### Records for this task:
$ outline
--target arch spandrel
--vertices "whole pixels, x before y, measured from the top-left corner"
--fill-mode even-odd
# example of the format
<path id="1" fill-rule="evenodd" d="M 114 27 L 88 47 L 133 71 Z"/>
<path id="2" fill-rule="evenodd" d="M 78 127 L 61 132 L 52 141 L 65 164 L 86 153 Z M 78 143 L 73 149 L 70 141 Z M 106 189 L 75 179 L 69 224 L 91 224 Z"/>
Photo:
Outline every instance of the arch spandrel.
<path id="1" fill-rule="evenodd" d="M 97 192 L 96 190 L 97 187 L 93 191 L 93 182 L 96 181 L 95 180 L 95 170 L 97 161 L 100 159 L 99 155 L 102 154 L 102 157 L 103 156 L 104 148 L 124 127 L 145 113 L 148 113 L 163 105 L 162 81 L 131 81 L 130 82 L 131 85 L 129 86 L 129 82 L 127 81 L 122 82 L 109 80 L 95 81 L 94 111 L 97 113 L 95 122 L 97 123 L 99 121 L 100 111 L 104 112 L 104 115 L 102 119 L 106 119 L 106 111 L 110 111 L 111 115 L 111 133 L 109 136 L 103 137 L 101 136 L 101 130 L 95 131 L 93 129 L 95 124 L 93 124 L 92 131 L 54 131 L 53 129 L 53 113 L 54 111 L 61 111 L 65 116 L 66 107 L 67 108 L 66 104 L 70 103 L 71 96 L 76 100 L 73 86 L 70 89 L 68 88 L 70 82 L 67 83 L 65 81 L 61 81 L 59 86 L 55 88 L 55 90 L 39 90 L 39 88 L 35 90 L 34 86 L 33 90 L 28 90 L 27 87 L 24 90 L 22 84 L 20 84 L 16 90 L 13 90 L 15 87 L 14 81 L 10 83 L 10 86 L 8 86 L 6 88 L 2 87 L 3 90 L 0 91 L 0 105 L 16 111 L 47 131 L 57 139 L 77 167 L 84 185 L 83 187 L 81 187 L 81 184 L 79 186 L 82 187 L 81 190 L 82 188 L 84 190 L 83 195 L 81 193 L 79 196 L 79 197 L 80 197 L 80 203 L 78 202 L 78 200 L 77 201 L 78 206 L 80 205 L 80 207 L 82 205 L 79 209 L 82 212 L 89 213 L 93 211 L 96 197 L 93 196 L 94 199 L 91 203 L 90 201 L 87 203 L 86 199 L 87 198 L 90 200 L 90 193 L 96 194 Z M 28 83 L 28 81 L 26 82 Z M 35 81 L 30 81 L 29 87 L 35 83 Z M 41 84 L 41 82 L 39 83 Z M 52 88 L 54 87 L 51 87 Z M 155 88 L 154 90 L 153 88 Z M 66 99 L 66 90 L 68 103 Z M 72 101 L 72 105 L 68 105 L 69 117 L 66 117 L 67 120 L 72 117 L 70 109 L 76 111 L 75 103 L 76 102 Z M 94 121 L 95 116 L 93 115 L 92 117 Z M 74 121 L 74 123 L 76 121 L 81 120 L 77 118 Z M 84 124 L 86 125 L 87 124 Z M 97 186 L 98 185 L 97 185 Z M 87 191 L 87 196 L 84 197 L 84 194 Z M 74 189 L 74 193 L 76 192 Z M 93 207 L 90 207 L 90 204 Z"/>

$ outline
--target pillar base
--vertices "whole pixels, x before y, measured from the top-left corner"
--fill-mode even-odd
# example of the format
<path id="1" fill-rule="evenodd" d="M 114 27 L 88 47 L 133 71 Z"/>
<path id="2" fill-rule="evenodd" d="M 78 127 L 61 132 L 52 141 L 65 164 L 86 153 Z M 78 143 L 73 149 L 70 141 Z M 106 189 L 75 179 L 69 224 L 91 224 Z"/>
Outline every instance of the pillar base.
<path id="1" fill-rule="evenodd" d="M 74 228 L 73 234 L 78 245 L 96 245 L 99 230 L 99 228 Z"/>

### Short task:
Can you echo all of the lines above back exactly, from start to finish?

### Response:
$ outline
--target arch spandrel
--vertices "whole pixels, x before y, measured from the top-left corner"
--fill-mode even-odd
# example of the format
<path id="1" fill-rule="evenodd" d="M 114 27 L 88 47 L 133 71 Z"/>
<path id="2" fill-rule="evenodd" d="M 78 127 L 61 132 L 52 141 L 65 164 L 86 153 Z M 78 143 L 73 149 L 70 141 Z M 106 189 L 75 179 L 69 224 L 91 224 Z"/>
Photo:
Outline every instance of the arch spandrel.
<path id="1" fill-rule="evenodd" d="M 97 192 L 96 190 L 97 187 L 93 191 L 93 182 L 96 181 L 95 180 L 95 170 L 97 161 L 100 159 L 99 155 L 102 154 L 102 157 L 103 156 L 104 148 L 124 127 L 145 113 L 148 113 L 163 105 L 162 81 L 131 81 L 130 82 L 131 85 L 129 86 L 129 82 L 127 81 L 122 82 L 109 80 L 95 81 L 94 111 L 97 113 L 95 122 L 97 123 L 99 121 L 100 111 L 104 112 L 104 115 L 102 119 L 106 119 L 106 111 L 110 111 L 111 115 L 111 133 L 109 136 L 103 137 L 101 136 L 101 130 L 95 131 L 93 129 L 95 124 L 93 124 L 92 131 L 54 131 L 53 129 L 53 113 L 54 111 L 61 111 L 65 116 L 66 107 L 67 108 L 66 104 L 70 103 L 71 96 L 76 100 L 73 86 L 70 89 L 68 88 L 70 82 L 67 83 L 65 81 L 61 81 L 59 86 L 55 88 L 55 90 L 39 90 L 39 88 L 35 90 L 34 86 L 33 90 L 28 90 L 27 87 L 24 90 L 22 84 L 20 84 L 16 90 L 13 90 L 15 87 L 14 81 L 10 83 L 10 86 L 8 86 L 6 88 L 2 87 L 3 90 L 0 91 L 0 105 L 16 111 L 47 131 L 57 139 L 77 167 L 84 185 L 83 187 L 81 187 L 81 184 L 79 186 L 82 187 L 81 190 L 82 188 L 84 190 L 83 195 L 81 193 L 79 196 L 79 197 L 80 197 L 80 203 L 78 202 L 78 200 L 77 201 L 78 206 L 80 205 L 80 207 L 82 205 L 79 209 L 82 212 L 89 213 L 93 211 L 96 197 L 93 196 L 94 199 L 91 203 L 90 201 L 87 203 L 86 199 L 87 198 L 90 200 L 90 193 L 96 194 Z M 28 83 L 28 81 L 26 82 Z M 35 81 L 30 81 L 29 87 L 35 83 Z M 41 84 L 41 82 L 39 83 Z M 52 88 L 54 87 L 51 87 Z M 155 88 L 154 90 L 153 88 Z M 66 99 L 66 90 L 68 103 Z M 72 101 L 72 105 L 68 105 L 69 117 L 66 117 L 67 120 L 72 117 L 70 109 L 76 111 L 75 103 L 76 102 Z M 94 121 L 95 116 L 93 115 L 92 117 Z M 74 121 L 74 123 L 76 121 L 81 120 L 77 118 Z M 84 124 L 86 125 L 87 124 Z M 97 186 L 98 185 L 97 185 Z M 87 191 L 87 196 L 84 197 L 84 194 Z M 74 189 L 74 193 L 76 192 Z M 93 207 L 90 207 L 90 204 Z"/>

$ outline
--target pillar base
--vertices "whole pixels, x before y, measured from the top-left corner"
--fill-mode even-odd
# example of the format
<path id="1" fill-rule="evenodd" d="M 114 27 L 88 47 L 133 71 Z"/>
<path id="2" fill-rule="evenodd" d="M 78 127 L 61 132 L 52 141 L 65 164 L 86 153 Z M 78 143 L 73 149 L 70 141 Z M 106 189 L 75 179 L 69 224 L 91 224 Z"/>
Outline every instance of the pillar base.
<path id="1" fill-rule="evenodd" d="M 74 228 L 73 234 L 78 245 L 96 245 L 99 230 L 99 228 Z"/>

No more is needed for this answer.